**Problem requirements:**
Please edit the passage of the NCEMSF article below, from "About half of" to "many conference attendees.", changing "physicians" to "doctors", and give the revised passage.

═══ Extracted text

Association Update: National Collegiate EMS Foundation Returns to Boston

Now in its 27th year, the National Collegiate EMS Foundation (NCEMSF) continues to fulfill its mission of creating safer, healthier environments on college and university campuses through the support, promotion, and advocacy of campus-based emergency medical services. In addition to providing for the acquisition of medical knowledge, campus-based EMS allows student participants to develop key life skills in areas such as leadership, resource management, decision-making, and communication. Since its inception NCEMSF has fostered an environment where ideas can be exchanged and problems solved.

NCEMSF is excited to return to Boston for this year’s annual conference, which will be held Feb. 28–Mar. 1 at the Sheraton Boston Hotel. While its primary audience is campus-based EMTs and paramedics, all EMS providers are welcome to attend the conference, which will feature more than 110 lectures, roundtables, and hands-on skills labs. Additional conference activities will include an EMS skills competition, poster presentations, and NCEMSF’s annual awards ceremony. The youthful energy and enthusiasm of 1,300-plus attendees from more than 100 colleges and universities will be palpable.

About half of NCEMSF’s conference speakers are campus EMS alumni. This includes individuals who, after obtaining their undergraduate degree, have undertaken careers in EMS alongside fellow alumni who have furthered their medical education as physicians, nurses, and other health professionals. Once frontline medical responders on college campuses themselves, these speakers can relate to the EMS environment of many conference attendees.

Other Benefits

While conference weekend is a major focus of NCEMSF, the organization also offers many other programs and resources to its members. These include consultation services, recognition programs, and research initiatives.

Every year NCEMSF responds to dozens of requests for information about starting new campus-based response organizations. By leveraging an experienced team of former campus-based EMS providers as consultants, NCEMSF helps foster the formation of these new groups and advancement of existing groups.

With so much real-world startup experience in the fold, there is rarely a challenge presented to the team that it hasn’t worked through before. Accordingly, new campus-based EMS squads recently began providing care at Quinnipiac College (Connecticut) and Claremont Colleges (California).

NCEMSF is committed to clinical excellence, constant improvement, and enhancement of services and provider abilities. Member squads are encouraged to apply for our Striving for Excellence (high-performing organizations), HEARTSafe Campus (sudden cardiac arrest), and EMS Ready Campus (disaster preparedness) recognition programs.

══════
═══ Information shown

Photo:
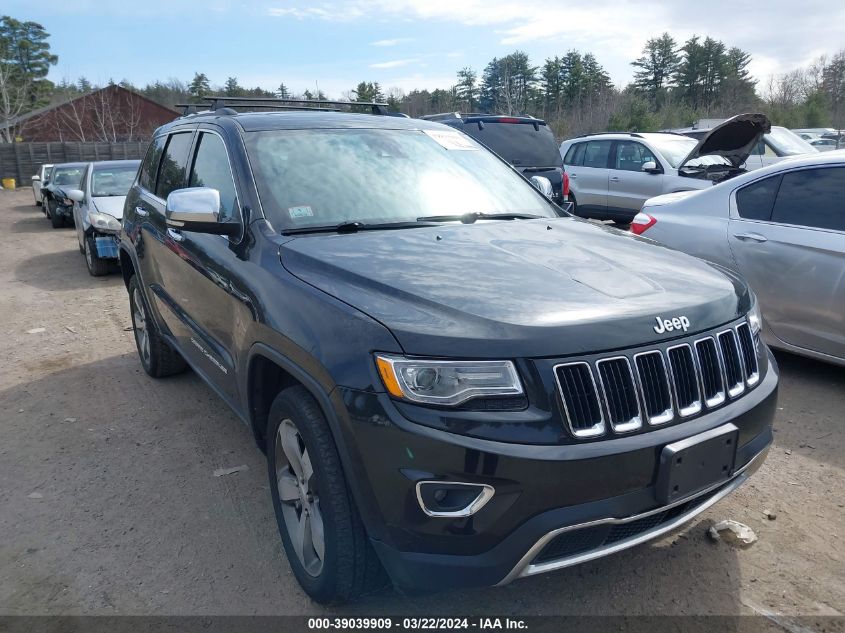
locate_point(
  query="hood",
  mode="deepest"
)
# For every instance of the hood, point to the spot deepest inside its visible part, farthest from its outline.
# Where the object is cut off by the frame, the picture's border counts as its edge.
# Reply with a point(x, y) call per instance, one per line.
point(734, 139)
point(515, 289)
point(112, 205)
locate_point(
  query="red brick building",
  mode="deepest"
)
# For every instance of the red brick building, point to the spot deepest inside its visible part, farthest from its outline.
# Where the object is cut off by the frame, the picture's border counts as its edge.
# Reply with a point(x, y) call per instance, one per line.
point(112, 114)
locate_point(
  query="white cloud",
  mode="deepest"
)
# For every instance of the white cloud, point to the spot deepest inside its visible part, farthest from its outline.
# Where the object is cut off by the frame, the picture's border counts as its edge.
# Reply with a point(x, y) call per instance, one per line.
point(393, 42)
point(396, 63)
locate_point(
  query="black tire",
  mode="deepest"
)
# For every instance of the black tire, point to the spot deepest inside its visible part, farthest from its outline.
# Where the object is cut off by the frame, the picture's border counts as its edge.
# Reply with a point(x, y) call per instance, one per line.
point(349, 567)
point(97, 267)
point(157, 357)
point(56, 218)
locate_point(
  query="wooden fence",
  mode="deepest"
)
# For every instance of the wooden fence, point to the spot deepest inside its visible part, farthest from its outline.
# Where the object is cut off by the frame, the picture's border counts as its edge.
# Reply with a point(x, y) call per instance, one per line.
point(22, 160)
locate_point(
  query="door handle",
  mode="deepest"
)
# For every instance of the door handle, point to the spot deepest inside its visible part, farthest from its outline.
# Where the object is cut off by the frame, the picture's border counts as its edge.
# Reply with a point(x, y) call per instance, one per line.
point(751, 237)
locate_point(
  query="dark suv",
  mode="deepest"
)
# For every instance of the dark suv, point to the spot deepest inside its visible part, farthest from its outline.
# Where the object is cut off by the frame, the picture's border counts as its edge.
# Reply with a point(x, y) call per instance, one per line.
point(525, 142)
point(453, 383)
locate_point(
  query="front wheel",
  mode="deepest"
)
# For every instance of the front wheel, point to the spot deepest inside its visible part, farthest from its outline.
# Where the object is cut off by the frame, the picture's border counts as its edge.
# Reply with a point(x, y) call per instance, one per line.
point(157, 357)
point(323, 536)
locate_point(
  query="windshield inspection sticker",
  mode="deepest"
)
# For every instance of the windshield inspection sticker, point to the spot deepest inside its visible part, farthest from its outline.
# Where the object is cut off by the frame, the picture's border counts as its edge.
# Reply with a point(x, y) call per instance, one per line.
point(300, 212)
point(451, 140)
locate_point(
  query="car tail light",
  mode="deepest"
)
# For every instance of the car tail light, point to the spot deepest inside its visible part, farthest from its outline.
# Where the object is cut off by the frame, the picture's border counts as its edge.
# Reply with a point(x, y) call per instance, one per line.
point(642, 222)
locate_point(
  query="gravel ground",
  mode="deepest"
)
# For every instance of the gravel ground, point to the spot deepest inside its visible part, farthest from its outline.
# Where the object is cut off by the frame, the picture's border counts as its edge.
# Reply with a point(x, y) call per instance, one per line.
point(108, 504)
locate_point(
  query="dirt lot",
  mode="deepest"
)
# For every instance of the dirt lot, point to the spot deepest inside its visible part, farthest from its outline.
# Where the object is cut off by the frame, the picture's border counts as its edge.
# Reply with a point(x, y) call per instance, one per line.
point(108, 504)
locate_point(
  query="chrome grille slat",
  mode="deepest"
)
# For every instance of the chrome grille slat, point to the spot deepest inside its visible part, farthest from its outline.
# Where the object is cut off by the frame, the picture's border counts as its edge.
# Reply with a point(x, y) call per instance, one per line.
point(712, 374)
point(620, 397)
point(749, 354)
point(684, 379)
point(581, 404)
point(732, 362)
point(654, 387)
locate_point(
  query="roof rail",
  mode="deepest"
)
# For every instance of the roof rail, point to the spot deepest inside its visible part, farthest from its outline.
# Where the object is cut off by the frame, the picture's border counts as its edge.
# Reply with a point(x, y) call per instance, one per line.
point(225, 105)
point(634, 134)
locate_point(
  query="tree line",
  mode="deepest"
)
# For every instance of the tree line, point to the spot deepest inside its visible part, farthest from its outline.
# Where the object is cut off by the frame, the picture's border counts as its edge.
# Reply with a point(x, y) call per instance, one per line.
point(674, 83)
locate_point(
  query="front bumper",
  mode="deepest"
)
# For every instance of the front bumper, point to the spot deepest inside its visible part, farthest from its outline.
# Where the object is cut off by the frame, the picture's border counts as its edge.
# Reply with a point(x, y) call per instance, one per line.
point(587, 499)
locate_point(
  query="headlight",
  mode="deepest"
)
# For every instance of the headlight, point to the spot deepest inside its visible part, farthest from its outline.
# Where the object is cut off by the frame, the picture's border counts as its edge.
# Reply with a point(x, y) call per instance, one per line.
point(755, 318)
point(103, 221)
point(447, 382)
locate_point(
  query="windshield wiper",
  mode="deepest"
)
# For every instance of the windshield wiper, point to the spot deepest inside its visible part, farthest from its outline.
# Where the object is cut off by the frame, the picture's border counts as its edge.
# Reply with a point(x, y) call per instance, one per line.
point(354, 227)
point(470, 218)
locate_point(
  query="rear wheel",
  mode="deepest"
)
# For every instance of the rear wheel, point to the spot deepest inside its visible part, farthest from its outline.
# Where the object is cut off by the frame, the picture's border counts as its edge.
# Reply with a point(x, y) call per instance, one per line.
point(157, 357)
point(323, 536)
point(97, 266)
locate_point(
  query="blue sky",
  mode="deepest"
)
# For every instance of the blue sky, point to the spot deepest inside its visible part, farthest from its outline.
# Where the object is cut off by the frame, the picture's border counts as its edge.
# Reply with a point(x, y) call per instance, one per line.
point(403, 43)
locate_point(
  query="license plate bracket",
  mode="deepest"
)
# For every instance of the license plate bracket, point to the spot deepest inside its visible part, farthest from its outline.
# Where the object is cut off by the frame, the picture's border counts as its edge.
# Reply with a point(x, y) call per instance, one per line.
point(696, 463)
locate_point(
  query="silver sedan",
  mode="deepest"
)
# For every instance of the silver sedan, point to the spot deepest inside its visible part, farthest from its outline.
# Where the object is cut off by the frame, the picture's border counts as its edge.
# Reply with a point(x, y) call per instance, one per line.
point(783, 229)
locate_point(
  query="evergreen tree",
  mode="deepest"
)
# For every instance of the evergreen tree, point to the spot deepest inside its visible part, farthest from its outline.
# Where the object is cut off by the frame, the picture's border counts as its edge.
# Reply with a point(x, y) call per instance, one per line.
point(199, 88)
point(466, 89)
point(658, 65)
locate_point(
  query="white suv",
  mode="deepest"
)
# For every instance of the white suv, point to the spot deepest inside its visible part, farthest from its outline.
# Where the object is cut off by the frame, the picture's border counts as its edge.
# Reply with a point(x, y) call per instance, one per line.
point(611, 175)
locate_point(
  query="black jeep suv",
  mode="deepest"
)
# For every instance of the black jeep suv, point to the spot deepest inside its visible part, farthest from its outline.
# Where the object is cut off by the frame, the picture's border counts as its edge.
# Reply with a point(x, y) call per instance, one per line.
point(453, 383)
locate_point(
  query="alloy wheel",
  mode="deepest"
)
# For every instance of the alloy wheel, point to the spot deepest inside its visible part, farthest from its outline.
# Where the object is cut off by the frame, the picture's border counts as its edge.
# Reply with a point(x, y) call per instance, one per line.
point(298, 498)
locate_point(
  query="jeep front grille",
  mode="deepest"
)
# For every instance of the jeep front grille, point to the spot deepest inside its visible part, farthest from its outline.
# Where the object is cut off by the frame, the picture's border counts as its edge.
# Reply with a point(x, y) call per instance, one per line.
point(657, 386)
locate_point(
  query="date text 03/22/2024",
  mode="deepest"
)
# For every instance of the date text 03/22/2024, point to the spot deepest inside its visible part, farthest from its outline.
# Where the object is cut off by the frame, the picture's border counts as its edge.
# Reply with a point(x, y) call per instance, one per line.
point(414, 624)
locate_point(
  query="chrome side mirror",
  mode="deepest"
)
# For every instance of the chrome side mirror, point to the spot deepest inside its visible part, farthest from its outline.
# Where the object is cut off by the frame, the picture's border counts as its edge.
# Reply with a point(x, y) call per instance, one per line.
point(197, 209)
point(543, 184)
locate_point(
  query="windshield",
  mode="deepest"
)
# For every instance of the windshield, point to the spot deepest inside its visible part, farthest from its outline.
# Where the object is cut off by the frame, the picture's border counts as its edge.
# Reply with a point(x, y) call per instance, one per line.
point(327, 177)
point(518, 143)
point(787, 143)
point(676, 148)
point(67, 176)
point(112, 181)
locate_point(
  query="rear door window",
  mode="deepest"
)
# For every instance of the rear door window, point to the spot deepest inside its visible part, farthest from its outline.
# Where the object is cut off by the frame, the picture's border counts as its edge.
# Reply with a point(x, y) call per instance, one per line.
point(812, 198)
point(146, 177)
point(631, 156)
point(575, 155)
point(171, 172)
point(755, 201)
point(596, 154)
point(518, 143)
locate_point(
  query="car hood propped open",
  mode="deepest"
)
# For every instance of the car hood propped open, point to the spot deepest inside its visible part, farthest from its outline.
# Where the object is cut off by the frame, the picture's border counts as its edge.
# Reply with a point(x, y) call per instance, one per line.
point(734, 139)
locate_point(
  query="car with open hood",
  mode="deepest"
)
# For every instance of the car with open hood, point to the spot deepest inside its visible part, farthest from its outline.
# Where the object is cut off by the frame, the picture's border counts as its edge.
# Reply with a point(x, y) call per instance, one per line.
point(612, 174)
point(782, 228)
point(772, 147)
point(98, 210)
point(454, 381)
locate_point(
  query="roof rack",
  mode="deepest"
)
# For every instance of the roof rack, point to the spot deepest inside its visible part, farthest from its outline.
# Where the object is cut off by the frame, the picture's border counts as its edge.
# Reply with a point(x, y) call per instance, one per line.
point(227, 104)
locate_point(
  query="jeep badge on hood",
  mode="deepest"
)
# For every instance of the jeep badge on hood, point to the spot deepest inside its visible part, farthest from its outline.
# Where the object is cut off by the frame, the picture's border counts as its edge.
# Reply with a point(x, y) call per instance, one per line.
point(669, 325)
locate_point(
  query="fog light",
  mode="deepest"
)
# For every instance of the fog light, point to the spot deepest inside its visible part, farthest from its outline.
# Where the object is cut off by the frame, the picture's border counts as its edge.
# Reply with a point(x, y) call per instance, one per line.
point(452, 499)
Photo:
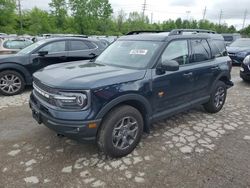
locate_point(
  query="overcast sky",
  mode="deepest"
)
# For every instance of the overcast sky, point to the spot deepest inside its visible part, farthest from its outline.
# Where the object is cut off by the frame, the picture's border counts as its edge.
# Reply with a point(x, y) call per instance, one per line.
point(232, 10)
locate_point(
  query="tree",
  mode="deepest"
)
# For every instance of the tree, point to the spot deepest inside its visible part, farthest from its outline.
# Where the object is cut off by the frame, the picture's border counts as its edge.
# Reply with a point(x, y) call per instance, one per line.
point(89, 14)
point(7, 16)
point(59, 11)
point(37, 21)
point(121, 18)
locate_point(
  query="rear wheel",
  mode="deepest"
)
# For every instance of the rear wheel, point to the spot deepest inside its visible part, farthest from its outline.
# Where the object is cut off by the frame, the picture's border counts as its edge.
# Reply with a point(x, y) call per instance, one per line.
point(217, 98)
point(121, 131)
point(11, 83)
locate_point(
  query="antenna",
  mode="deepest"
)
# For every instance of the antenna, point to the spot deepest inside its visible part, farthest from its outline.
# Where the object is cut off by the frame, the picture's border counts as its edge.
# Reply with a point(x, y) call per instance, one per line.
point(220, 17)
point(20, 14)
point(204, 13)
point(244, 19)
point(144, 6)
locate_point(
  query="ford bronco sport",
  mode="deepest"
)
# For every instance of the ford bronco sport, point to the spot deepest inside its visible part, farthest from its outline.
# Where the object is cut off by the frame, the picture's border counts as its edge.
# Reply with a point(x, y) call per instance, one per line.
point(139, 79)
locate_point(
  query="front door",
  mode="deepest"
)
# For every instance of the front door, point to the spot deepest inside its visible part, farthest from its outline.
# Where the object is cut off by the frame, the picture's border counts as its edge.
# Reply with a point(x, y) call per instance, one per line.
point(57, 53)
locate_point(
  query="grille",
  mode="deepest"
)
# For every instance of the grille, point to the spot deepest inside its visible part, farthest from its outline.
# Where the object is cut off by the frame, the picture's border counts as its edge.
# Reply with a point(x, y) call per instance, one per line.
point(40, 90)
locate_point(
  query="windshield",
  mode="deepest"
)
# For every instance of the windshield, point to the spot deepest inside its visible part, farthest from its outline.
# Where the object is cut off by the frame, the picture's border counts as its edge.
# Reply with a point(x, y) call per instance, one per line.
point(16, 44)
point(30, 48)
point(228, 38)
point(129, 54)
point(241, 43)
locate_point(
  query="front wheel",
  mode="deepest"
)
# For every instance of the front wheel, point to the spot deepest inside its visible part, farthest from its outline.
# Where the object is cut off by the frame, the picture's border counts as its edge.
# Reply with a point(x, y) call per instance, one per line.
point(11, 83)
point(121, 131)
point(217, 98)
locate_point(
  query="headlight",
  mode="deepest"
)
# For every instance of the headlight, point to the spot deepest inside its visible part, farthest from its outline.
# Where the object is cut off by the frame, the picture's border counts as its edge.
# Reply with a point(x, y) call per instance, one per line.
point(246, 61)
point(242, 54)
point(71, 100)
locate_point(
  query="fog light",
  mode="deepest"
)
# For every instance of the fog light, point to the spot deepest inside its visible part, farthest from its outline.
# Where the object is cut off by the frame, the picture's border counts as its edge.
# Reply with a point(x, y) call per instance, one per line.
point(92, 125)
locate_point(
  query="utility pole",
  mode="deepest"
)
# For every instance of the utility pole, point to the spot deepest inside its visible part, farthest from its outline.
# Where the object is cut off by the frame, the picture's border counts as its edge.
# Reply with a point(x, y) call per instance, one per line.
point(244, 19)
point(144, 6)
point(20, 15)
point(220, 17)
point(204, 13)
point(188, 12)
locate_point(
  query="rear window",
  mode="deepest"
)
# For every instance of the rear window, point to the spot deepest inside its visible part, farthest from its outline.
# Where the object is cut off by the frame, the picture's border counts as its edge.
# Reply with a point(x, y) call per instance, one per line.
point(218, 48)
point(228, 38)
point(200, 51)
point(16, 44)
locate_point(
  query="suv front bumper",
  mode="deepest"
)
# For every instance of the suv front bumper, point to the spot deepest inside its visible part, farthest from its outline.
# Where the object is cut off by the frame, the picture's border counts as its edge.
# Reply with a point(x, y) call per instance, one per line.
point(78, 130)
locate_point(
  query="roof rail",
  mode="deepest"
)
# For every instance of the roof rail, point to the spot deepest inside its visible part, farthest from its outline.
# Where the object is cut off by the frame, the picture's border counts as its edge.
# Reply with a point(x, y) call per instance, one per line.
point(180, 31)
point(144, 31)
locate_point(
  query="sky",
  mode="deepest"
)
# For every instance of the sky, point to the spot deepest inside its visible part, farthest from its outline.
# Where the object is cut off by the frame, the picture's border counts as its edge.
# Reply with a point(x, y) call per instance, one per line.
point(232, 11)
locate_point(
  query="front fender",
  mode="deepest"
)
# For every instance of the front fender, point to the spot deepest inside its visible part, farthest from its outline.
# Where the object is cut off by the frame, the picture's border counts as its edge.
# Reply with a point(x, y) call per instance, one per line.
point(129, 97)
point(18, 68)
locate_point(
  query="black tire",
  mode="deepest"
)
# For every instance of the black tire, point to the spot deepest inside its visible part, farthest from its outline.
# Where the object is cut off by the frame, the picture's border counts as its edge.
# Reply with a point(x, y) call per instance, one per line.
point(217, 98)
point(17, 85)
point(105, 137)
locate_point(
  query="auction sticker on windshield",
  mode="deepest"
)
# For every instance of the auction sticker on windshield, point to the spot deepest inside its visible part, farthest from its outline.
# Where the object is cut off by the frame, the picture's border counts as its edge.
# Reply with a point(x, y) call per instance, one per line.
point(138, 52)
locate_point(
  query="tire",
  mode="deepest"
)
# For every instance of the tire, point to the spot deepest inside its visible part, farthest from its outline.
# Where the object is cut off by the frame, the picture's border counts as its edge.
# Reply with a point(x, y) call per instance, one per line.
point(11, 83)
point(111, 135)
point(217, 98)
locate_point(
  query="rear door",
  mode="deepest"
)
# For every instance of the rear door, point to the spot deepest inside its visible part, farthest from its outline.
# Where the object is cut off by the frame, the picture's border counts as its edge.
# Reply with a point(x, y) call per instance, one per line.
point(173, 89)
point(82, 50)
point(57, 53)
point(204, 67)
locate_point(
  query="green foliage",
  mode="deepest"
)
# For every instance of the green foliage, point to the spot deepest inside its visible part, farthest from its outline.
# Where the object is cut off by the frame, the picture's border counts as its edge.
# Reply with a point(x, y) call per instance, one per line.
point(91, 17)
point(7, 16)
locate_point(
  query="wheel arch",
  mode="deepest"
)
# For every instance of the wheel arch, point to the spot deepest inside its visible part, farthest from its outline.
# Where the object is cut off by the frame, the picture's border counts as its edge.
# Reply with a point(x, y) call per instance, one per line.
point(137, 101)
point(18, 68)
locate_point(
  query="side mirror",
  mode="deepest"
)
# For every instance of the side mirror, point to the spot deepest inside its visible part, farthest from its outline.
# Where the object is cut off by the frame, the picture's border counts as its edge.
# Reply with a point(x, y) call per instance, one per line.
point(43, 53)
point(170, 65)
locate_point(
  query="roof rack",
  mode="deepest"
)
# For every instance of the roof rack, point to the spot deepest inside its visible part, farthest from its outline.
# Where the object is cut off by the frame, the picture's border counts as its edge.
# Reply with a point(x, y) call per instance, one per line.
point(144, 31)
point(181, 31)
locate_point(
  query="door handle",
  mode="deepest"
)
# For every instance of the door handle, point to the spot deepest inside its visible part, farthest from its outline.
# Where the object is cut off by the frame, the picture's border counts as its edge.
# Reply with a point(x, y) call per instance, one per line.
point(188, 75)
point(92, 55)
point(215, 68)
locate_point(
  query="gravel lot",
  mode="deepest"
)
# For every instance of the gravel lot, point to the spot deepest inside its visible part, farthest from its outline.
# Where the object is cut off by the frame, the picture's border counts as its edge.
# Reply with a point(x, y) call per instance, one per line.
point(192, 149)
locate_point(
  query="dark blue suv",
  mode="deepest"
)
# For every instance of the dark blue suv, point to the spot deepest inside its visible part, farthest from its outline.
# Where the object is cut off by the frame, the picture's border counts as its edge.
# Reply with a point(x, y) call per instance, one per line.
point(136, 81)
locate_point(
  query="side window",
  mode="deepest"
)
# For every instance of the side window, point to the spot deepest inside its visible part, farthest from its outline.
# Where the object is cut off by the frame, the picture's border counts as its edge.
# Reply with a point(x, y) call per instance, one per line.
point(178, 51)
point(55, 47)
point(200, 51)
point(78, 45)
point(218, 48)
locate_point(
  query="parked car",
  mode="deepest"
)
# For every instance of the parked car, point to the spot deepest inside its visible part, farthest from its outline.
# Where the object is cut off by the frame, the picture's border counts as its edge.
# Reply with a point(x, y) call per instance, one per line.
point(230, 37)
point(245, 69)
point(137, 80)
point(12, 46)
point(16, 70)
point(238, 50)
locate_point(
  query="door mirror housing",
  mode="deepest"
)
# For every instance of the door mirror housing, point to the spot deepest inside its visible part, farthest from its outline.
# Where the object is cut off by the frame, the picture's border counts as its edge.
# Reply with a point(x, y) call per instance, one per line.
point(170, 65)
point(43, 53)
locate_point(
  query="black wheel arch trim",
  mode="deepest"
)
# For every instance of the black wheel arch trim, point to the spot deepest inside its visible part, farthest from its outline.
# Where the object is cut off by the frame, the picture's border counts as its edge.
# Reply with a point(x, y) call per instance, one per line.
point(129, 97)
point(224, 77)
point(19, 68)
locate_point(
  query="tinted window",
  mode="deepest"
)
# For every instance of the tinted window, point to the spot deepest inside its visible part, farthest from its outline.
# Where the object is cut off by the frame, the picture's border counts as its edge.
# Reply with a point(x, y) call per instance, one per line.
point(78, 45)
point(200, 50)
point(54, 47)
point(178, 51)
point(218, 48)
point(16, 44)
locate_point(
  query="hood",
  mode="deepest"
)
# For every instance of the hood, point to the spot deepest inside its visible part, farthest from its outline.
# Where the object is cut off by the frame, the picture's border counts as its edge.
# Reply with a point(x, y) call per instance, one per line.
point(85, 75)
point(238, 49)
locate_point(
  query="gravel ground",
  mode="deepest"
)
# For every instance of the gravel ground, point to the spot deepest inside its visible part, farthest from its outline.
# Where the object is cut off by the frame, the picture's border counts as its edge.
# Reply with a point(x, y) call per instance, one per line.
point(191, 149)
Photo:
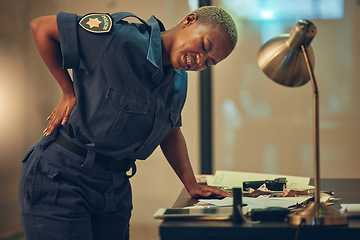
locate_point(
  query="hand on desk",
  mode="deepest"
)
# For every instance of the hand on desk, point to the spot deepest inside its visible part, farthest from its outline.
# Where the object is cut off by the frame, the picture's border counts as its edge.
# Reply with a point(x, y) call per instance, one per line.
point(205, 191)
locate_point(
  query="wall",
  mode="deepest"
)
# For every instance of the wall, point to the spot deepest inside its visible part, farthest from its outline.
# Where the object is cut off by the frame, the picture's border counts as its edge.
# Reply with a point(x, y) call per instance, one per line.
point(28, 94)
point(255, 143)
point(261, 126)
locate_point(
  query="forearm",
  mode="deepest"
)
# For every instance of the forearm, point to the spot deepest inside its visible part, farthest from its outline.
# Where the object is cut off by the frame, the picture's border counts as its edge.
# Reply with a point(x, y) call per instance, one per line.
point(46, 37)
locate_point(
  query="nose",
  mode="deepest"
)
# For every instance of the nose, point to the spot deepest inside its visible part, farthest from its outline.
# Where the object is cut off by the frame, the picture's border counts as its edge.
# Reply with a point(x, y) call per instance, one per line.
point(201, 58)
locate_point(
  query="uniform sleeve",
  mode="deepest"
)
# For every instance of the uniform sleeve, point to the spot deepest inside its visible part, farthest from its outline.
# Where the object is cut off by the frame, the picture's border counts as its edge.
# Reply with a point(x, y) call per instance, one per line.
point(80, 48)
point(179, 122)
point(67, 29)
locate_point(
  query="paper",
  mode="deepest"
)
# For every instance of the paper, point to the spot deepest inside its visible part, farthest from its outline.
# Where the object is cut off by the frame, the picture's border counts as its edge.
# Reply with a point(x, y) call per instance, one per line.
point(233, 179)
point(259, 202)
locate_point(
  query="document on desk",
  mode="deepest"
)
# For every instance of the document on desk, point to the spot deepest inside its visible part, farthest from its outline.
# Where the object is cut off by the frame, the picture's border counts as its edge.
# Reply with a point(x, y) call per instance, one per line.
point(233, 179)
point(253, 203)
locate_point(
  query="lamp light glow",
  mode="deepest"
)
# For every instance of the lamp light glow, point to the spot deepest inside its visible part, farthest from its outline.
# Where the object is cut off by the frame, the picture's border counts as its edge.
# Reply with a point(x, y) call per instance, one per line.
point(288, 59)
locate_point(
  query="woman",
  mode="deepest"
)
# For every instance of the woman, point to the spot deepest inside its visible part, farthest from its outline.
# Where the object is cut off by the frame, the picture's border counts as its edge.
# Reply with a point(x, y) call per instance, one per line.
point(125, 99)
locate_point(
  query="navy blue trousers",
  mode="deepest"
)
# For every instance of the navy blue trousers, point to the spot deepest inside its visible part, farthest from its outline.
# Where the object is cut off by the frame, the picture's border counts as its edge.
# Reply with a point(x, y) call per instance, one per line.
point(65, 196)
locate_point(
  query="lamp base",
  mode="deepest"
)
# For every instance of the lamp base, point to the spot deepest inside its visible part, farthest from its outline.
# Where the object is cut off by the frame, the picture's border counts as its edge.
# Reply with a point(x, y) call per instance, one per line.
point(318, 214)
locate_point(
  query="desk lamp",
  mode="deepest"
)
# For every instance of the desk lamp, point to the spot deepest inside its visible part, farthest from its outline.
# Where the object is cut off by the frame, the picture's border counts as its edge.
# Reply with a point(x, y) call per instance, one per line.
point(288, 59)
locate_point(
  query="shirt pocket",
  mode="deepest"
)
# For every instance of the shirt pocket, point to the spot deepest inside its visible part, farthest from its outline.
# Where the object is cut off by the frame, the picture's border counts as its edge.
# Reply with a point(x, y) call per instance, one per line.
point(114, 114)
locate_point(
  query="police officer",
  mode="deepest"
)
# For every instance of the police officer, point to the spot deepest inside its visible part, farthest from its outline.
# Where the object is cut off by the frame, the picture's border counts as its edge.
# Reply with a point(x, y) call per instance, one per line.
point(125, 98)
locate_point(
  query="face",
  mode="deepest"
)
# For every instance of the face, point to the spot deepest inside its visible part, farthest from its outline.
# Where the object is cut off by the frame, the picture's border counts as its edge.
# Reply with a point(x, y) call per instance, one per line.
point(198, 46)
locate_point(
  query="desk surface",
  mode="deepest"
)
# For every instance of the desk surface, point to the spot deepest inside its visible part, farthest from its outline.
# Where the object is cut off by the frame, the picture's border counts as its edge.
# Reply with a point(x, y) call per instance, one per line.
point(191, 230)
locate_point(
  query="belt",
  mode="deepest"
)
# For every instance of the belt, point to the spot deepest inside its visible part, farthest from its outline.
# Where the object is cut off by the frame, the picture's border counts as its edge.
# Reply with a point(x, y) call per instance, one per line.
point(108, 162)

══════

**Written answer:**
About half of NCEMSF’s conference speakers are campus EMS alumni. This includes individuals who, after obtaining their undergraduate degree, have undertaken careers in EMS alongside fellow alumni who have furthered their medical education as doctors, nurses, and other health professionals. Once frontline medical responders on college campuses themselves, these speakers can relate to the EMS environment of many conference attendees.